Passage provided |
--

Whole Foods is famously the only nation’s only grocery chain to be “certified organic.” Even after its 2017 acquisition by Amazon, the retailer has continued to live up to its sustainable mission, ensuring organic integrity at every step of its supply chain from farm to store.
Whole Foods prioritizes quality and sustainability at a time when grocery has become increasingly commoditized. It should come as no surprise, then, that Whole Foods essential oils are no slouch in the quality and sustainability department.
What essential oils can you buy at Whole Foods?
While this review is about Whole Foods’s brand of essential oils, we’d be remiss if we didn’t discuss the full selection of essential oils available at Whole Foods itself.
For a company so rooted in sustainability and environmentalism, you might think Whole Foods would provide a deep assortment of sustainably-made essential oils. The reality might disappoint you, at least in terms of variety. Whole Foods sells just two brands of essential oils: Aura Cacia and Whole Foods Market (aka 365 Everyday Value), its private label brand.
We are big fans of Aura Cacia essential oils, and have already done a detailed writeup of the cooperative’s product selection, service, and quality standards. Overall Aura Cacia is an affordable, mission-driven brand of decently high quality. When you purchase Aura Cacia EOs, you’re buying more than a product, you’re buying a movement. Its business ethos is very much in line with Whole Foods’ mission of sustainability, so we’re not at all surprised to these great brands partnering.
Check out our full review of Aura Cacia essential oils here.
As mentioned, Whole Foods Market is the name of Whole Foods’ private label brand for essential oils and other products. You’ll likely also notice bottles bearing the retailer’s other private label names 365 Everyday Value (or simply, 365).
Most stores offer a mix of the two brands, and if we’re being honest. It seems a little haphazard. According to a brand analysis in Forbes, it appears Whole Foods may be moving to a single, unified private label brand called Whole Foods Market and retiring 365 altogether.
While Whole Foods hasn’t confirmed or denied this, a review of its recent marketing collateral indicates they are indeed emphasizing only the Whole Foods Market brand in their promotional materials.
Whatever brand(s) are available at your local Whole Foods, our analysis of the labeling and merchandising materials shows no difference between the two. For the purposes of this review, when we say “Whole Foods essential oils,” we’re referring to any essential oils branded Whole Foods Market, 365 Everyday Value, or simply 365.
Our Picks: The Best Whole Foods Essential Oils
When it comes to essential oils, forget everything you know about what things cost at Whole Foods. The retailer its patrons playfully refer to as “Whole Paycheck,” is notorious for its expensive grocery items.

--

Extracted entries |
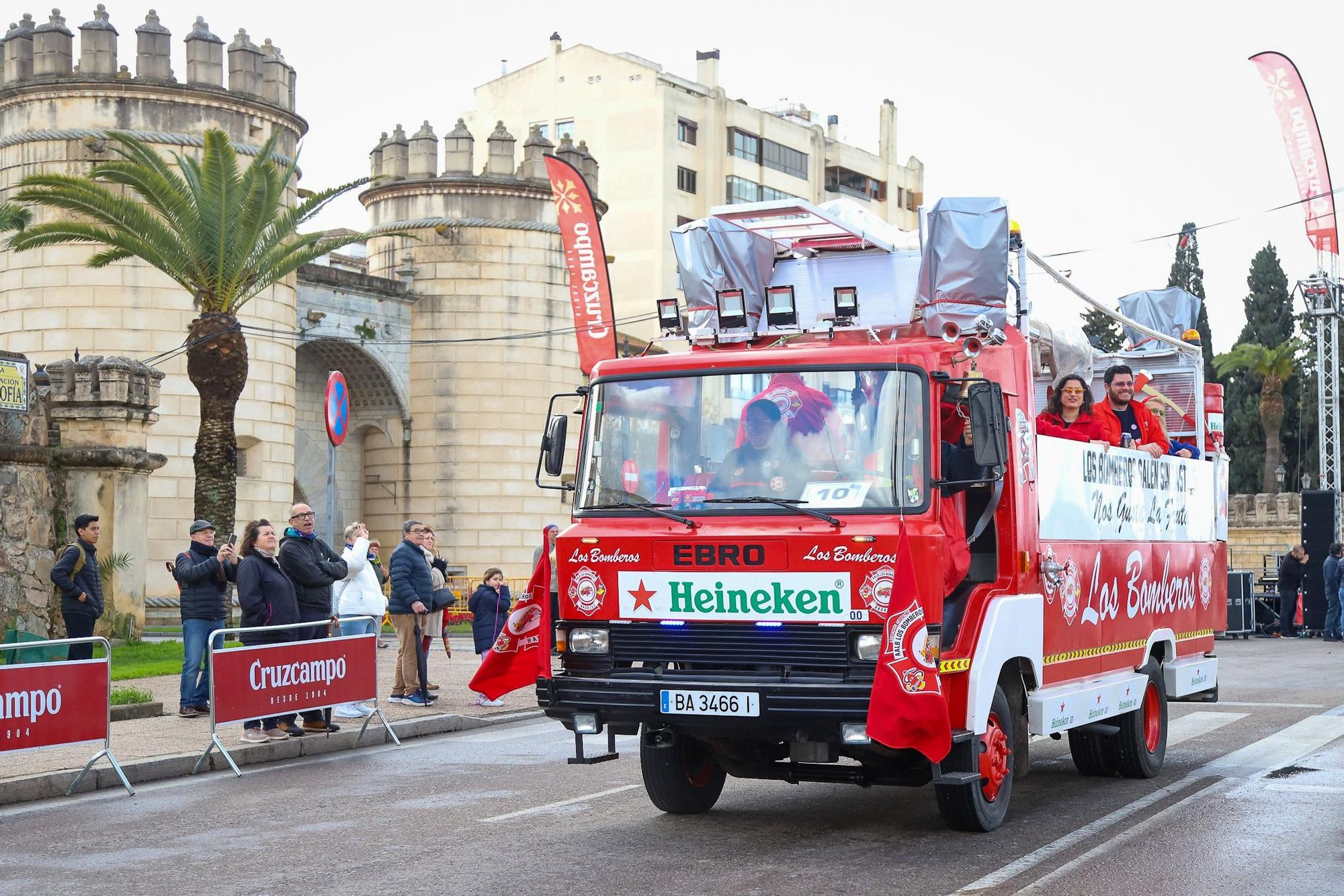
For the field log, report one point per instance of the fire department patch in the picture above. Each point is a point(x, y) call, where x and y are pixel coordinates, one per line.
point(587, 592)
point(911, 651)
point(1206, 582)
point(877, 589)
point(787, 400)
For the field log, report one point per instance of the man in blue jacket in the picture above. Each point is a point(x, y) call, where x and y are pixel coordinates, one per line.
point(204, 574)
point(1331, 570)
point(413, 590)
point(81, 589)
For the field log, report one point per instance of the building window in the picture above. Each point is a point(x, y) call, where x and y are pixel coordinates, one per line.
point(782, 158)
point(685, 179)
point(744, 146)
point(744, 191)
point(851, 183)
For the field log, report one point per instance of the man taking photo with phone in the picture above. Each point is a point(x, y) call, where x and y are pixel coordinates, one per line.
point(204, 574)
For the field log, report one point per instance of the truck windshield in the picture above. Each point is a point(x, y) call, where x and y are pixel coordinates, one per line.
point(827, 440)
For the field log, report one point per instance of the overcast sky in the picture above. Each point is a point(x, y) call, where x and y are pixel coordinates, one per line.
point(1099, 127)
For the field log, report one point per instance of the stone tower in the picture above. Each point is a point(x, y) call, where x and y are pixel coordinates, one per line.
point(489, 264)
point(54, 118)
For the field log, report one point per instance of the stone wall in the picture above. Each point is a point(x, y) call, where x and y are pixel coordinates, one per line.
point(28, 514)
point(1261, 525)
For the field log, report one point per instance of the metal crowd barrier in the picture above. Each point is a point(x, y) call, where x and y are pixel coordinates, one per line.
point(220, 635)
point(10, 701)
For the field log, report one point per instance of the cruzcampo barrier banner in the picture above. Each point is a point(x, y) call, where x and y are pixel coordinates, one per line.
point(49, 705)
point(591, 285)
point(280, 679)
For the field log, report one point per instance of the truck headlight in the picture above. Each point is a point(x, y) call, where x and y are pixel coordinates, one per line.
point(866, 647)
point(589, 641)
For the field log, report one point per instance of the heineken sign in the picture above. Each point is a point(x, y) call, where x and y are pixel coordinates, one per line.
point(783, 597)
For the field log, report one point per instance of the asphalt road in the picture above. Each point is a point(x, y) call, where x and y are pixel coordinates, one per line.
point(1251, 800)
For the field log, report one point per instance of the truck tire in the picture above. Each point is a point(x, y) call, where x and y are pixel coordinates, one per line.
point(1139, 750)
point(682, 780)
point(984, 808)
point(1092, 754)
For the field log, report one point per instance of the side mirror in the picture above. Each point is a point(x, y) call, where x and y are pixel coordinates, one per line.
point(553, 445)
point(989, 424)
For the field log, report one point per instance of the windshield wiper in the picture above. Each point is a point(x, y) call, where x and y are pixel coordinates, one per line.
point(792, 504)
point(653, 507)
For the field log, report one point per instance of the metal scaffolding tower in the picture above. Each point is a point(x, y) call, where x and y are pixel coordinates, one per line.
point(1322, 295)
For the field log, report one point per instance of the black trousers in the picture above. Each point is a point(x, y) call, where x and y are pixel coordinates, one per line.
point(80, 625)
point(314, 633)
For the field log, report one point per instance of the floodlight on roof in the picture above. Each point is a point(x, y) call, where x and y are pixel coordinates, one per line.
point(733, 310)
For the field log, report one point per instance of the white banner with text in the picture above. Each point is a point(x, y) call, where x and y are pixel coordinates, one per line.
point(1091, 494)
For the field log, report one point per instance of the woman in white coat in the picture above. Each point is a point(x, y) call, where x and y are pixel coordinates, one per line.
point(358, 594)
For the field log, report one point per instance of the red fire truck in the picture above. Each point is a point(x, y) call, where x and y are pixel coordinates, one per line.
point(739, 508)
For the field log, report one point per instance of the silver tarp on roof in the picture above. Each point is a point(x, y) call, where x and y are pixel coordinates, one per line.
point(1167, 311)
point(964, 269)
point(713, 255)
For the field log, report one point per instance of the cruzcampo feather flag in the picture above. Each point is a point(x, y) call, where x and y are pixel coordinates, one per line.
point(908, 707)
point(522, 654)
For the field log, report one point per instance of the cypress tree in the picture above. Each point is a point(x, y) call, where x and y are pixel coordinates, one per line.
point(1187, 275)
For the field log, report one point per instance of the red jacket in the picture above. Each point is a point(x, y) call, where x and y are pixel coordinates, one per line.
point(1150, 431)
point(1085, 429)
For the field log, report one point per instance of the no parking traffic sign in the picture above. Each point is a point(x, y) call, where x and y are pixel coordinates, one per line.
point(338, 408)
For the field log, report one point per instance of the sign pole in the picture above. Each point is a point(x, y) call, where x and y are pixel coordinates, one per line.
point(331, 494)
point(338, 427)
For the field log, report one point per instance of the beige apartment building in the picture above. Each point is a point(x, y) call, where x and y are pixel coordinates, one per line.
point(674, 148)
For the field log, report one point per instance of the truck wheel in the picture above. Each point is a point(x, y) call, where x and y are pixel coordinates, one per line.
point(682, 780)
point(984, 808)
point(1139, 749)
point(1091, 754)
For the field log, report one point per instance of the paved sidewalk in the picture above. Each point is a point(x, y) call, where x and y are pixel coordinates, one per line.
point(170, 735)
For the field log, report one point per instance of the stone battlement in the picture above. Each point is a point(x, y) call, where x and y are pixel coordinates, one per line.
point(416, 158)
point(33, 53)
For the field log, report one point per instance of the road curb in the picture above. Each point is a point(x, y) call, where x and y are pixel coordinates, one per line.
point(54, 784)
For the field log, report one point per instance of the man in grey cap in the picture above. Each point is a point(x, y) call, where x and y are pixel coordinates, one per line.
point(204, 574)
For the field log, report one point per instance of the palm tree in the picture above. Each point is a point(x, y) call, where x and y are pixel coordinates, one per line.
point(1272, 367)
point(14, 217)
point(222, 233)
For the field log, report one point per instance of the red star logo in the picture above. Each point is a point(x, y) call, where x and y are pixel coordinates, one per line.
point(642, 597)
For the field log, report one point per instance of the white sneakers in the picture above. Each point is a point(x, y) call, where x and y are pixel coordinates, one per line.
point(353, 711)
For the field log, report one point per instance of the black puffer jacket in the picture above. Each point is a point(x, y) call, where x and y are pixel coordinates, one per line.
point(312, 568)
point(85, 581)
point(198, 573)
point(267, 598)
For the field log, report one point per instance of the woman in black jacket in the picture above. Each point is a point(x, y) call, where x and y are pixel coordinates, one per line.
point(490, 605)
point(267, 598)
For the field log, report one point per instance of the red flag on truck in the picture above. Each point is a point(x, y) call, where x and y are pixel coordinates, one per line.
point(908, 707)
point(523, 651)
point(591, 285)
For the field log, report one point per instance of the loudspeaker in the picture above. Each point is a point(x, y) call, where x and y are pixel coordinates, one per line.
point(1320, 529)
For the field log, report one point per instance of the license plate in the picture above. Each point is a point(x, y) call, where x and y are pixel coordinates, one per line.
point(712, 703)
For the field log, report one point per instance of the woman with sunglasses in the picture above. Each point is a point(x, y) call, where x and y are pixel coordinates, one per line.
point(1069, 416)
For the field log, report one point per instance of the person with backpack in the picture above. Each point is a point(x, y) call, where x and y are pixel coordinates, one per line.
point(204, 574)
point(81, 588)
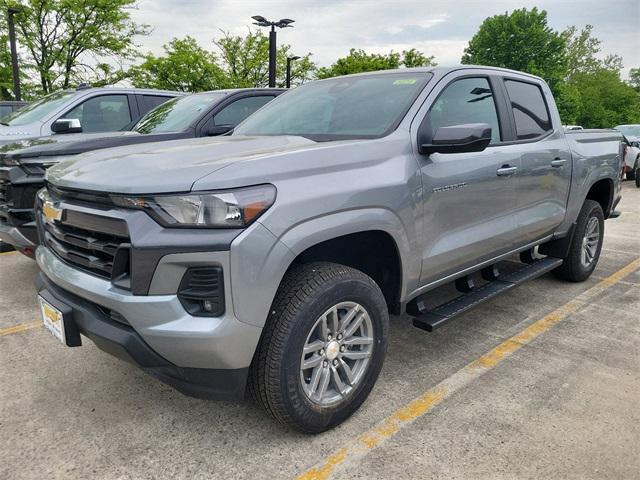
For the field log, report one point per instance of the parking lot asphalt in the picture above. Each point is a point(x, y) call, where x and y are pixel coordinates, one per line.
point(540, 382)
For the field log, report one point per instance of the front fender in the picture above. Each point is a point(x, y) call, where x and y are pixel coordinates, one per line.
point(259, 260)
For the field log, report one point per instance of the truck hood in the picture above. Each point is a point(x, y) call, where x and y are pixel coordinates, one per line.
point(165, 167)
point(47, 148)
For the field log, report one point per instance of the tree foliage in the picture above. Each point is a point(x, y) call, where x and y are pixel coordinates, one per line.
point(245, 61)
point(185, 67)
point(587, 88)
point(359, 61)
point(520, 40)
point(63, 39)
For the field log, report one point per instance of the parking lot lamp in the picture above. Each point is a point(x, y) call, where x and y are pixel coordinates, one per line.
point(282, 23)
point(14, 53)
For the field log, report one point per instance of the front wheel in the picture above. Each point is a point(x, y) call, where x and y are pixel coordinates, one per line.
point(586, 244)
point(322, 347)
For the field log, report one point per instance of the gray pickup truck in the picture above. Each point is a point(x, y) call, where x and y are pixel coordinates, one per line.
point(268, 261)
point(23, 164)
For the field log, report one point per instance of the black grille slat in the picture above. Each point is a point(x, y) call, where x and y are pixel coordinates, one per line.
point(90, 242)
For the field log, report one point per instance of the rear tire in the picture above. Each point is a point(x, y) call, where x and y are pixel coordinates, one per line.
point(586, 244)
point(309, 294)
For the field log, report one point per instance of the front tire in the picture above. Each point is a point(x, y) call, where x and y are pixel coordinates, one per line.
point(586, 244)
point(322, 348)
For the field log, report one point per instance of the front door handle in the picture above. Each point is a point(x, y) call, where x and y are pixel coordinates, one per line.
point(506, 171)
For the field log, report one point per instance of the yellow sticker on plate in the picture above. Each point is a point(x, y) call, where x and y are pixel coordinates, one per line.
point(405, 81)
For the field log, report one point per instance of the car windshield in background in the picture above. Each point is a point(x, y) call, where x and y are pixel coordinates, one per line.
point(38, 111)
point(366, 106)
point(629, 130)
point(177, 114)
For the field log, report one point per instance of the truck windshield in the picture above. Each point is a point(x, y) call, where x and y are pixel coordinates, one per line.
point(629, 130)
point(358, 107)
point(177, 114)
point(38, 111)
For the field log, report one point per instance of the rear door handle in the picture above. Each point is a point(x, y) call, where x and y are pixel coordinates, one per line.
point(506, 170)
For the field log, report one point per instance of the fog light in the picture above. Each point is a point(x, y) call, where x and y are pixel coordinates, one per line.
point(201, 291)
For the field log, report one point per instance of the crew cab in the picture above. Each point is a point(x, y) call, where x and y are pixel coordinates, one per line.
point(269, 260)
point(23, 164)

--

What to do |
1. Answer these questions from the Whole Foods essential oils text:
(a) In what year did Amazon acquire Whole Foods?
(b) Which two brands of essential oils does Whole Foods sell?
(c) What nickname do its patrons playfully give Whole Foods?
2. Reproduce the Whole Foods essential oils text word for word from "We are big fans" to "essential oils here.".
The listing can be left aside.

Answers below |
1.
(a) 2017
(b) Aura Cacia and Whole Foods Market (aka 365 Everyday Value)
(c) "Whole Paycheck"

2.
We are big fans of Aura Cacia essential oils, and have already done a detailed writeup of the cooperative’s product selection, service, and quality standards. Overall Aura Cacia is an affordable, mission-driven brand of decently high quality. When you purchase Aura Cacia EOs, you’re buying more than a product, you’re buying a movement. Its business ethos is very much in line with Whole Foods’ mission of sustainability, so we’re not at all surprised to these great brands partnering.
Check out our full review of Aura Cacia essential oils here.